* _Document extract_:
I have even wondered if the CD player method might be viable! Not fast enough to go all the way to ideal laserists purposes, but imagine a modulatable focusser that allows realtime modification from fine line to gradient fill. I've never heard of this being done in a fast scanned pattern, and maybe there is a better way, but if not a slow one may be better than none. I have no plans to make such a thing though. Way too much like hard work..
EDIT:
I read somewhere that when using the same metal, the thread length never needs to be more than roughly the same as the diameter. That sounds too small, but if you look at most full nuts that is what you get. To prove it works, overtighten any size you care to try. The bolt will snap before the thread breaks in the nut. The real worth of long threads is in avoiding pitch and yaw (and using stainless steel hardware on aluminium substrates, where the strength does matter). This is one reason I like Dave's mounts, because that fixes a nasty problem I had with mine, which were far too short for accurate control. Whatever I do I have found that making mounts too short is a way to degrade accuracy severely, and the only way to avoid that while making them short is to make them wide! One way or another there needs to be a balance of constraint and leverage in adjustments. One way to displace this problem into a smaller overall dimension (is not a TARDIS.. ha....) is to use tiny screws. Very tiny screws. I only have part of a useful answer with those so I won't post any more here now. Too much not solved properly.

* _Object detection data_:
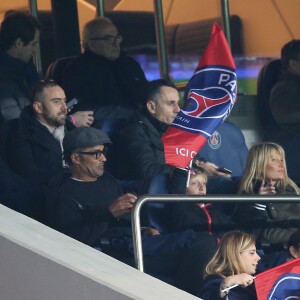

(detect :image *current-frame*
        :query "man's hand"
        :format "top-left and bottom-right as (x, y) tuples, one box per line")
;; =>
(72, 111), (94, 127)
(258, 179), (276, 196)
(199, 161), (230, 177)
(108, 193), (137, 218)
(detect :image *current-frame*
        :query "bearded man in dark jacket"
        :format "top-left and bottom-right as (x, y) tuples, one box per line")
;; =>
(62, 17), (148, 121)
(0, 12), (40, 120)
(270, 40), (300, 141)
(6, 81), (67, 184)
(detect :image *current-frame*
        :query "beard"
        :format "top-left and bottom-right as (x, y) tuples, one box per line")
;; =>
(44, 111), (67, 128)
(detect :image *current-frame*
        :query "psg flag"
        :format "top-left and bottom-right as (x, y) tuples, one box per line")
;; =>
(162, 23), (237, 168)
(255, 258), (300, 300)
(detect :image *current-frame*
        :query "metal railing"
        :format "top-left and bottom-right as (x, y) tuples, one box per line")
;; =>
(131, 195), (300, 272)
(28, 0), (43, 75)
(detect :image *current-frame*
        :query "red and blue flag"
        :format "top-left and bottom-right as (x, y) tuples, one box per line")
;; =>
(162, 23), (237, 168)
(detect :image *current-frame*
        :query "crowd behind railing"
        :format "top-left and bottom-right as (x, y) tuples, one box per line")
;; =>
(0, 12), (300, 299)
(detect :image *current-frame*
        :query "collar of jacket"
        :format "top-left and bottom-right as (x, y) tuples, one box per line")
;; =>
(82, 49), (124, 66)
(18, 105), (66, 152)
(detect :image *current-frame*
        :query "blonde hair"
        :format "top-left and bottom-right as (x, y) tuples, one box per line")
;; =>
(239, 142), (299, 194)
(204, 231), (256, 277)
(82, 17), (114, 49)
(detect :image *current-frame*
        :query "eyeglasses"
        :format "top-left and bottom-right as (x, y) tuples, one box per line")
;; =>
(76, 148), (107, 159)
(91, 34), (123, 45)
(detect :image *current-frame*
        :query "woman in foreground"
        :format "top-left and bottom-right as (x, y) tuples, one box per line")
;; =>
(199, 231), (260, 300)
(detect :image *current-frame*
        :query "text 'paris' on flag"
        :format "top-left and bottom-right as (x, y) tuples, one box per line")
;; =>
(162, 23), (237, 168)
(255, 258), (300, 300)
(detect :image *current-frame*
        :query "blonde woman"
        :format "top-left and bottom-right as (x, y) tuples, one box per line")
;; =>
(235, 142), (300, 243)
(169, 166), (233, 237)
(199, 231), (260, 300)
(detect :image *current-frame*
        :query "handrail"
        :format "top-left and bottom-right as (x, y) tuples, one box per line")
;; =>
(28, 0), (43, 75)
(96, 0), (105, 17)
(131, 195), (300, 272)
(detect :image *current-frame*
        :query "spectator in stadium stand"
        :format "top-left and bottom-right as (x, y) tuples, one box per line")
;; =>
(48, 127), (217, 293)
(62, 17), (148, 124)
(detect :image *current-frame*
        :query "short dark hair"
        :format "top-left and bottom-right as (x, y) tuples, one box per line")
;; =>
(0, 11), (41, 50)
(287, 229), (300, 248)
(281, 40), (300, 70)
(145, 79), (176, 104)
(30, 79), (59, 104)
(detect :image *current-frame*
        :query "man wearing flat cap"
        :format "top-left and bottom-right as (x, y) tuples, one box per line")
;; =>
(48, 127), (217, 292)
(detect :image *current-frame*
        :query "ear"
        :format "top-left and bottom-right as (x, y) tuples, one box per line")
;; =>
(289, 246), (298, 258)
(32, 101), (43, 114)
(147, 100), (156, 115)
(289, 59), (297, 70)
(87, 40), (95, 51)
(71, 153), (80, 165)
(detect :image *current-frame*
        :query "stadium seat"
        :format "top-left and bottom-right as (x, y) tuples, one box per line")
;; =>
(45, 56), (75, 85)
(0, 165), (47, 223)
(140, 174), (169, 233)
(257, 59), (281, 141)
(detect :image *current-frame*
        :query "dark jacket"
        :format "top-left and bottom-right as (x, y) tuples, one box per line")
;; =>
(0, 51), (37, 120)
(62, 50), (148, 111)
(170, 203), (234, 237)
(233, 182), (300, 243)
(198, 275), (257, 300)
(47, 172), (131, 247)
(6, 106), (62, 184)
(118, 111), (173, 180)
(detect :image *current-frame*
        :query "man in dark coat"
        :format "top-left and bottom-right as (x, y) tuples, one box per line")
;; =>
(270, 40), (300, 141)
(62, 17), (147, 120)
(6, 81), (67, 184)
(48, 127), (217, 292)
(0, 12), (40, 120)
(117, 79), (229, 185)
(118, 79), (180, 180)
(0, 11), (93, 127)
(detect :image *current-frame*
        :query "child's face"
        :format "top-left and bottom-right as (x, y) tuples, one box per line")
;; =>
(186, 174), (206, 195)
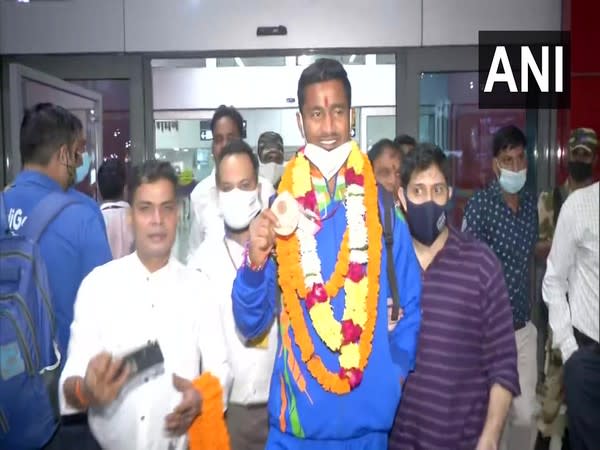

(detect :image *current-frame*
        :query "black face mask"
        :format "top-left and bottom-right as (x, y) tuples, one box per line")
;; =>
(406, 198), (446, 247)
(569, 161), (592, 183)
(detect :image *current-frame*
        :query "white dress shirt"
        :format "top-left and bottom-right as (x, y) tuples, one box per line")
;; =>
(542, 183), (600, 361)
(60, 253), (231, 450)
(188, 238), (277, 405)
(187, 169), (275, 261)
(100, 201), (133, 259)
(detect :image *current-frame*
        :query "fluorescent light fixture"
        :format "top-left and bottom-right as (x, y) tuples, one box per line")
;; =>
(298, 55), (313, 66)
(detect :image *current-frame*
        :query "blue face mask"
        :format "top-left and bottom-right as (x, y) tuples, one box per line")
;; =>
(75, 152), (92, 184)
(498, 167), (527, 194)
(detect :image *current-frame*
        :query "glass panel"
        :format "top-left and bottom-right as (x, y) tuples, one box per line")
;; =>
(365, 115), (396, 151)
(419, 72), (533, 226)
(71, 80), (131, 163)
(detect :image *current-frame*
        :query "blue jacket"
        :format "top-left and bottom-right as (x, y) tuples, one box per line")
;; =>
(5, 170), (112, 356)
(232, 191), (421, 450)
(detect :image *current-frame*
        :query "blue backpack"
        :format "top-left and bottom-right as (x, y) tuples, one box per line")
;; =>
(0, 192), (76, 450)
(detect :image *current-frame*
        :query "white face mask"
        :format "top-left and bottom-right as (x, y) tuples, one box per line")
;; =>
(219, 188), (261, 230)
(304, 141), (352, 181)
(498, 167), (527, 194)
(299, 113), (352, 181)
(258, 162), (283, 184)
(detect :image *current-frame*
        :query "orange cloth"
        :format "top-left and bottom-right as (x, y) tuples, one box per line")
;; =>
(188, 373), (230, 450)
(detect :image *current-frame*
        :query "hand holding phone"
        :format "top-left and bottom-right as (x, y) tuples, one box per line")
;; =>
(121, 341), (165, 379)
(83, 352), (129, 407)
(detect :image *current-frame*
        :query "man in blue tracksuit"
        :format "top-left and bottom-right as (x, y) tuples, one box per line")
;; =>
(5, 103), (112, 448)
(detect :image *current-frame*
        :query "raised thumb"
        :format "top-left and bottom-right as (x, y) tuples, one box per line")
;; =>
(173, 374), (190, 392)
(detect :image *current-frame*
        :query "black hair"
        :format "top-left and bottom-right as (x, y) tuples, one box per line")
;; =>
(129, 159), (178, 204)
(394, 134), (417, 147)
(20, 103), (83, 166)
(492, 125), (527, 158)
(215, 140), (258, 185)
(298, 58), (352, 112)
(367, 139), (402, 164)
(98, 159), (127, 200)
(210, 105), (244, 138)
(400, 142), (449, 189)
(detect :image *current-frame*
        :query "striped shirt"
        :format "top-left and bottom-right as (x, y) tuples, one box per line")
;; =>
(542, 182), (600, 361)
(389, 228), (520, 450)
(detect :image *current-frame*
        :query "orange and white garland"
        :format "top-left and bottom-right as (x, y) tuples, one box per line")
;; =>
(277, 142), (381, 394)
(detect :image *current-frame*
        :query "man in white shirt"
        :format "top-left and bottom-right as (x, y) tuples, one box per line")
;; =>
(60, 161), (230, 450)
(187, 105), (275, 260)
(98, 159), (133, 259)
(188, 141), (277, 450)
(542, 182), (600, 450)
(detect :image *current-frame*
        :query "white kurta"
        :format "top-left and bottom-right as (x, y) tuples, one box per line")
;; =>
(60, 253), (231, 450)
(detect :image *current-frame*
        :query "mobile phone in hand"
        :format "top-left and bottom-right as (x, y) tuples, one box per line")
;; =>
(121, 341), (165, 379)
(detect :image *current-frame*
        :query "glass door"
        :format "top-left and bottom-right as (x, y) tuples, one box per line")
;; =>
(5, 64), (102, 197)
(357, 106), (396, 152)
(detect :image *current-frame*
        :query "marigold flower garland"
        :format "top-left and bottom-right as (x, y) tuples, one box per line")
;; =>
(276, 142), (381, 394)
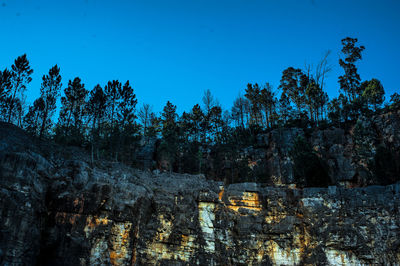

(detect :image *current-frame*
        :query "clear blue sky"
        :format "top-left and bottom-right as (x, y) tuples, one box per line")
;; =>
(0, 0), (400, 112)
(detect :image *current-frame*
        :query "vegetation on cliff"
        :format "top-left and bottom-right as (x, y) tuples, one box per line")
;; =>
(0, 37), (400, 186)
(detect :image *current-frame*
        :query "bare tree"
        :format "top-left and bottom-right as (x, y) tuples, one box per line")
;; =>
(138, 103), (154, 140)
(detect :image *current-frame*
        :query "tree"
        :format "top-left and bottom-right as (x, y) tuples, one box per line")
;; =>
(231, 95), (250, 129)
(279, 91), (292, 123)
(113, 80), (140, 162)
(260, 83), (276, 128)
(0, 68), (12, 120)
(24, 97), (45, 136)
(56, 77), (88, 145)
(39, 65), (62, 138)
(6, 54), (33, 123)
(116, 80), (137, 127)
(189, 104), (205, 142)
(87, 84), (107, 162)
(160, 101), (179, 170)
(244, 83), (262, 126)
(362, 79), (385, 111)
(339, 37), (365, 102)
(138, 103), (154, 137)
(389, 92), (400, 110)
(279, 67), (309, 116)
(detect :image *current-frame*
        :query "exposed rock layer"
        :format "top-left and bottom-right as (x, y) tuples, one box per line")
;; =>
(0, 124), (400, 265)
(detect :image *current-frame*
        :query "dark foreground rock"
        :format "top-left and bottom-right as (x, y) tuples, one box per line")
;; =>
(0, 124), (400, 265)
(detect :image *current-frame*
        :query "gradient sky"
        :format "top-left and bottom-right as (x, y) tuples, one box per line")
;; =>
(0, 0), (400, 112)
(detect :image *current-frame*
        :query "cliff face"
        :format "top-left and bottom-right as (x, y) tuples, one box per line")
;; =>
(0, 124), (400, 265)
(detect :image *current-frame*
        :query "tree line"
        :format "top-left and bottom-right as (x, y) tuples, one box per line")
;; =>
(0, 37), (400, 183)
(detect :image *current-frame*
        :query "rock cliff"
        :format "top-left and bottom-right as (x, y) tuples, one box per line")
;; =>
(0, 124), (400, 265)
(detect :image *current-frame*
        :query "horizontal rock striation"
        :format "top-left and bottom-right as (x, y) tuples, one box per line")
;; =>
(0, 124), (400, 265)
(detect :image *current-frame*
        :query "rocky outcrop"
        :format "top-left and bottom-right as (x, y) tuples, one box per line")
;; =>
(241, 112), (400, 187)
(0, 124), (400, 265)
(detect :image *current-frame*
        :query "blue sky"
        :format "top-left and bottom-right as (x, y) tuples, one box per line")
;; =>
(0, 0), (400, 112)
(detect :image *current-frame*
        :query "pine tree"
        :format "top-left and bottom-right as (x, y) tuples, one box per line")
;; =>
(56, 77), (88, 145)
(0, 68), (12, 121)
(39, 65), (62, 138)
(24, 97), (45, 136)
(6, 54), (33, 123)
(339, 37), (365, 102)
(87, 84), (107, 162)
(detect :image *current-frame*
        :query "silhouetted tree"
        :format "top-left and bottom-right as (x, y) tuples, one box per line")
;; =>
(6, 54), (33, 123)
(87, 84), (107, 162)
(56, 77), (88, 145)
(160, 101), (179, 170)
(231, 96), (249, 128)
(138, 103), (154, 138)
(279, 67), (309, 117)
(0, 68), (12, 121)
(339, 37), (365, 102)
(260, 83), (277, 128)
(362, 79), (385, 112)
(24, 97), (45, 136)
(39, 65), (62, 138)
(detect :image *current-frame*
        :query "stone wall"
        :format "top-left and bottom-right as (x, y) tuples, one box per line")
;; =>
(0, 122), (400, 265)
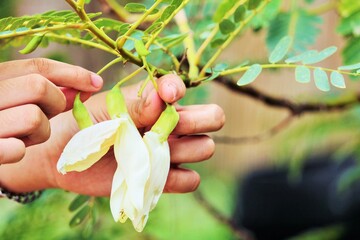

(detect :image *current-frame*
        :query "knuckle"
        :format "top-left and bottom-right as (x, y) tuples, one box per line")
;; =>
(30, 58), (50, 74)
(23, 104), (44, 133)
(27, 74), (48, 100)
(203, 136), (215, 160)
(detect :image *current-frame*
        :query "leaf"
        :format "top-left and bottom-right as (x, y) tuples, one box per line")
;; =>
(269, 36), (293, 63)
(234, 5), (246, 23)
(237, 64), (262, 86)
(302, 46), (337, 64)
(69, 205), (91, 227)
(338, 63), (360, 71)
(248, 0), (263, 10)
(266, 10), (322, 54)
(314, 68), (330, 92)
(124, 3), (146, 13)
(330, 72), (346, 88)
(213, 0), (236, 23)
(219, 19), (235, 35)
(69, 194), (90, 212)
(285, 50), (317, 64)
(295, 66), (311, 83)
(250, 0), (283, 30)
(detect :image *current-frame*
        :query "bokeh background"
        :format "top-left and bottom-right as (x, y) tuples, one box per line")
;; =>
(0, 0), (359, 240)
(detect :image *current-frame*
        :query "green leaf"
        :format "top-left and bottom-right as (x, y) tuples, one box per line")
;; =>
(269, 36), (293, 63)
(285, 50), (317, 64)
(213, 0), (236, 23)
(69, 206), (91, 227)
(338, 63), (360, 71)
(210, 38), (226, 48)
(69, 194), (90, 212)
(295, 66), (311, 83)
(134, 39), (150, 57)
(219, 19), (235, 35)
(314, 68), (330, 92)
(266, 10), (322, 55)
(237, 64), (262, 86)
(124, 3), (146, 13)
(248, 0), (263, 10)
(330, 72), (346, 88)
(234, 5), (246, 23)
(302, 46), (337, 64)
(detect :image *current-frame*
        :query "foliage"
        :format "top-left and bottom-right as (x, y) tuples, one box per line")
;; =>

* _Written request A_: Please say whether each statement agrees with the forum post, answering yes or no and quoting the words of the post that decide it: (i) The writer plans to build a modulatable focusser. (ii) An overtightened bolt snaps before the thread in the nut breaks. (iii) The writer has found that short mounts improve accuracy.
* _Written request B_: Identify every line of the rows that contains the string "jacket", and copy each one.
The text and the rows come from separate sources.

* _Full response A_:
(i) No: "I have no plans to make such a thing though."
(ii) Yes: "The bolt will snap before the thread breaks in the nut."
(iii) No: "making mounts too short is a way to degrade accuracy severely"

* _Full response B_:
        :query "bearded man in dark jacket"
        :query "collar of jacket"
        :query "dark jacket"
        :query "blue jacket"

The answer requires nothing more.